→ Document section:

....

15 Netflix Streaming Films to Watch With Your Dad

Share:

Dads: they provide guidance, wisdom, support… and they’re also really fun to watch action movies with, if they’re anything like my dad. But it can be time-consuming to surf through Netflix and find a film that’s got just the right Dad-friendly mix of action, adventure, antiheroes, and wit — so Flavorwire is here to help. Every dad may be a unique snowflake, but we can guarantee that these 15 films will make even the snootiest among them happy.

In Bruges

Martin McDonagh’s brilliant film comes off like a warmed-over 1995 Quentin Tarantino ripoff, at first: two hitmen (hilarious Colin Farrell, working those beetle brows, and Brendan Gleeson) have to hide out in “fooking Bruges,” the medieval city that looks like “a fairy tale.” But as the movie progresses, ribald and hilarious as it is, it becomes a touching story of life and death. Perfect for the dad who wants to be blindsided.

Paper Moon

This Peter Bogdanovich classic has a father-and-daughter con artist duo traveling across the south. Tatum O’Neal made her funny and fresh debut in this film, which made her the youngest Oscar winner in history, accepting the gold man when she was ten years old.

Robot and Frank

A poignant, provocative movie about an aging jewel thief, played by Frank Langella, and his new “assistant,” Robot, voiced by Peter Sarsgaard, Robot and Frank comes off like a smart, witty buddy comedy but — if you think about it, young Gen X-er/millennial — is actually a chilling vision of what our future could look like as we age.

The Grandmaster

The story of Ip Man is a popular one for filmmakers, but when Wong Kar-Wai gets his hands on it, the result is heartbreakingly beautiful. Unfortunately, the American edition is somewhat choppy (Harvey Weinstein-ized), with mucho voice-over and awkward transitions, but the highlights are so fantastic that it’s still worth watching.

In the Loop

Maybe your dad likes Veep, which is a very funny show. But if your dad has not had the chance to go the full Armando Iannucci, In the Loop is a very good introduction. Essentially a savage satire about how a single comment from a British politician can create a war, the film mashes up characters from Iannucci’s beloved BBC/Hulu series The Thick of It with Americans like James Gandolfini, and the results are perfect.

Boy

Taika Waititi is a New Zealand writer, director, and actor who’s won an Academy Award (for the short film Two Cars, One Night) — and written and directed Flight of the Conchords episodes. He is dryly funny, and Boy is a sweet, tough story about a young, Michael Jackson-besotted kid in New Zealand who reunites with his layabout dad.

Say Anything

We all know your dad loves Cameron Crowe films, and we can’t really recommend Elizabethtown because it’s ridiculous. But Say Anything, that’s the best. It’s got the primo John Cusack performance, and the moving father-daughter relationship between virginal valedictorian Ione Skye and Frasier’s dad himself, John Mahoney. Always worth a watch.

....

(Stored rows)
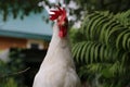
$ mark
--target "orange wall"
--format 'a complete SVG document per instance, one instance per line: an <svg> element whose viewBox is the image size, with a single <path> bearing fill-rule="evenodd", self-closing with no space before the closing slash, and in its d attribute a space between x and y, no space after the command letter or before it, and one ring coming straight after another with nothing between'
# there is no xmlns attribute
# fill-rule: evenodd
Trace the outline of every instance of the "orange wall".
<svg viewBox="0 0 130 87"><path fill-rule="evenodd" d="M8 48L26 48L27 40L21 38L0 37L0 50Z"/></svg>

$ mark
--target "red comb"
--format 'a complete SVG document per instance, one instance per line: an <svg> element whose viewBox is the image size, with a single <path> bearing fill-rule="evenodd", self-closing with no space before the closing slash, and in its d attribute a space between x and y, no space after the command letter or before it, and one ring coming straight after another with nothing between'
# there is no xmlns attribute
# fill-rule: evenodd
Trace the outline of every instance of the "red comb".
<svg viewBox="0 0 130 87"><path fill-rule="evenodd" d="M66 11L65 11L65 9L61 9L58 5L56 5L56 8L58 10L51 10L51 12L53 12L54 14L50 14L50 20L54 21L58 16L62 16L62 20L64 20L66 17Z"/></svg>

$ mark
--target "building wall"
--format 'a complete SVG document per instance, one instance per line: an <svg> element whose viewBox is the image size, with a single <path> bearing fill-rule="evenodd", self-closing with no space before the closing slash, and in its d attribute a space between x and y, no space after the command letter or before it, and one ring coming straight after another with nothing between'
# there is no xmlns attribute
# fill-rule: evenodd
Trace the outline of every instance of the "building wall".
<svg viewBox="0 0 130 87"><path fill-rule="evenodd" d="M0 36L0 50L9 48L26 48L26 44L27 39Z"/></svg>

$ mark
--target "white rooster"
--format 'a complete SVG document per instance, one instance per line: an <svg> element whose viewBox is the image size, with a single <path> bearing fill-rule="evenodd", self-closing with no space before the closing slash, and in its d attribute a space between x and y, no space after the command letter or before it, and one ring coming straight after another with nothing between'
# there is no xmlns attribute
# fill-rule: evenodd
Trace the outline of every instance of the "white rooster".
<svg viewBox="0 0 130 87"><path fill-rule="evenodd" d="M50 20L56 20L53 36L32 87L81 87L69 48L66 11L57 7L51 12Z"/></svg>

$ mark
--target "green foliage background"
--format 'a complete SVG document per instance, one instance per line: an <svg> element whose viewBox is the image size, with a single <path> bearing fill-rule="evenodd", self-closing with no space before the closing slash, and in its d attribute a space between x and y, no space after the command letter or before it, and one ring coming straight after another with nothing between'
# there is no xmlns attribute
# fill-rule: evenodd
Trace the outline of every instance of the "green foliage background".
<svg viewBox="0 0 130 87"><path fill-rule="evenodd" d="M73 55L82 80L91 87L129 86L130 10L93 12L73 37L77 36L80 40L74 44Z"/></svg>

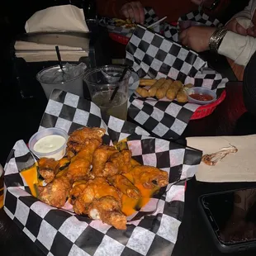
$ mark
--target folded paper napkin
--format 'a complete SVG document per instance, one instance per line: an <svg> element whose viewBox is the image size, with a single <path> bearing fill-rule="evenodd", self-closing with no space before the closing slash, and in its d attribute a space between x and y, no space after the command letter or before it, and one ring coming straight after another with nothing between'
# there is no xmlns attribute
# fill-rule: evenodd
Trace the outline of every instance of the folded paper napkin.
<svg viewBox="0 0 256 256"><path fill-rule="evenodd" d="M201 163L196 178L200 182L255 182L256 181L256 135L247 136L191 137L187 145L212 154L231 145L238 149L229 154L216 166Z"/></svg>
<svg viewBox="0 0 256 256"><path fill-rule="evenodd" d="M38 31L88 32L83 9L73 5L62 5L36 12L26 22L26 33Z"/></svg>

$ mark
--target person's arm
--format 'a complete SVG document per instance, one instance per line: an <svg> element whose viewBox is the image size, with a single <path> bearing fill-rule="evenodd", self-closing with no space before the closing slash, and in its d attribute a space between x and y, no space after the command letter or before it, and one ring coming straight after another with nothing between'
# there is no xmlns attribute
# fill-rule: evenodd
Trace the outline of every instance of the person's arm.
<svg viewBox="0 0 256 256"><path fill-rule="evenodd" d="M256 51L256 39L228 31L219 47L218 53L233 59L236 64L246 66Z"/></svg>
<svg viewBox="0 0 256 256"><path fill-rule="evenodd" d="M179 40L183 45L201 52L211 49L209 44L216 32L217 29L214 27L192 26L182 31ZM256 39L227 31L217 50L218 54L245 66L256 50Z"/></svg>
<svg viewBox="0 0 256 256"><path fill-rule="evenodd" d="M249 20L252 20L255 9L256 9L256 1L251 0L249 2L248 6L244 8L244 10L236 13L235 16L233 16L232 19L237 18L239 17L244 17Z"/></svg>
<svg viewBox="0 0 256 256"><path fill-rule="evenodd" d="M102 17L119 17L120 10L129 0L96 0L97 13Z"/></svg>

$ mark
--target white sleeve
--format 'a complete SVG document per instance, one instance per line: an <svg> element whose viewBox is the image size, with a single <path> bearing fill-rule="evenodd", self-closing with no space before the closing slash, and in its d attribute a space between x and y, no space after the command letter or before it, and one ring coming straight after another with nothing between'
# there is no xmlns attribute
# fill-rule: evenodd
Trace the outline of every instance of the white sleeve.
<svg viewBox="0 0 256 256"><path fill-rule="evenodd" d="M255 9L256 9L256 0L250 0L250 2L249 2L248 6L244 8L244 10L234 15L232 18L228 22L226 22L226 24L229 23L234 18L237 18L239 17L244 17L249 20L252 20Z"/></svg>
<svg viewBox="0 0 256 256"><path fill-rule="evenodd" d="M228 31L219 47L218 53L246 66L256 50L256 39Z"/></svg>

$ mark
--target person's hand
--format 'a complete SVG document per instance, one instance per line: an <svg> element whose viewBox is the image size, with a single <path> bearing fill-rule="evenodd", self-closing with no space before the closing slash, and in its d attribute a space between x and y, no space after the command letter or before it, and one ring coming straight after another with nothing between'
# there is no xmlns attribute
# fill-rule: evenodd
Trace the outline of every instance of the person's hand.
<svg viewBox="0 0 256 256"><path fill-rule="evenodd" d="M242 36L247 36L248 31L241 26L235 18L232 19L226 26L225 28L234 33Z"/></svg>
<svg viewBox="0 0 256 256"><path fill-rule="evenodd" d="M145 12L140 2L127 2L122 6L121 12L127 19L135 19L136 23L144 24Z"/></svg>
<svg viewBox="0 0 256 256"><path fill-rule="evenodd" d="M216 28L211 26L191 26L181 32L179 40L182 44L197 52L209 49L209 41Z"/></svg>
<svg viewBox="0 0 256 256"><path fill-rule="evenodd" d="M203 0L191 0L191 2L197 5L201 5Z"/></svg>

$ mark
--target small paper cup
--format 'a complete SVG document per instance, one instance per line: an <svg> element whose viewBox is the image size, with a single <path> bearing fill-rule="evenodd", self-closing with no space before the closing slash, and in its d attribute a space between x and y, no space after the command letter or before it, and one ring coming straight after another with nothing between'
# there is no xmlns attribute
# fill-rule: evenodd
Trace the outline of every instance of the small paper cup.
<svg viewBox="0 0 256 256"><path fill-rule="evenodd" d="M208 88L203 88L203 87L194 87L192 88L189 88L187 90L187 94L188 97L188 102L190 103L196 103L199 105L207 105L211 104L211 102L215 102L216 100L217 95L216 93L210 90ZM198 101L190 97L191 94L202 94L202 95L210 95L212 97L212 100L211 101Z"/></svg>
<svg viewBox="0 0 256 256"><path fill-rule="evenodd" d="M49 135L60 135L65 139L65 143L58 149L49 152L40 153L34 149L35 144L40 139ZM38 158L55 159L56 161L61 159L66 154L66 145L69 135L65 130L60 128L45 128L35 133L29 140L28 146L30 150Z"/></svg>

....

→ Required task: Could you reproduce the Netflix film roundup word for word, from "A poignant, provocative" to "like as we age."?

→ Exercise response:
A poignant, provocative movie about an aging jewel thief, played by Frank Langella, and his new “assistant,” Robot, voiced by Peter Sarsgaard, Robot and Frank comes off like a smart, witty buddy comedy but — if you think about it, young Gen X-er/millennial — is actually a chilling vision of what our future could look like as we age.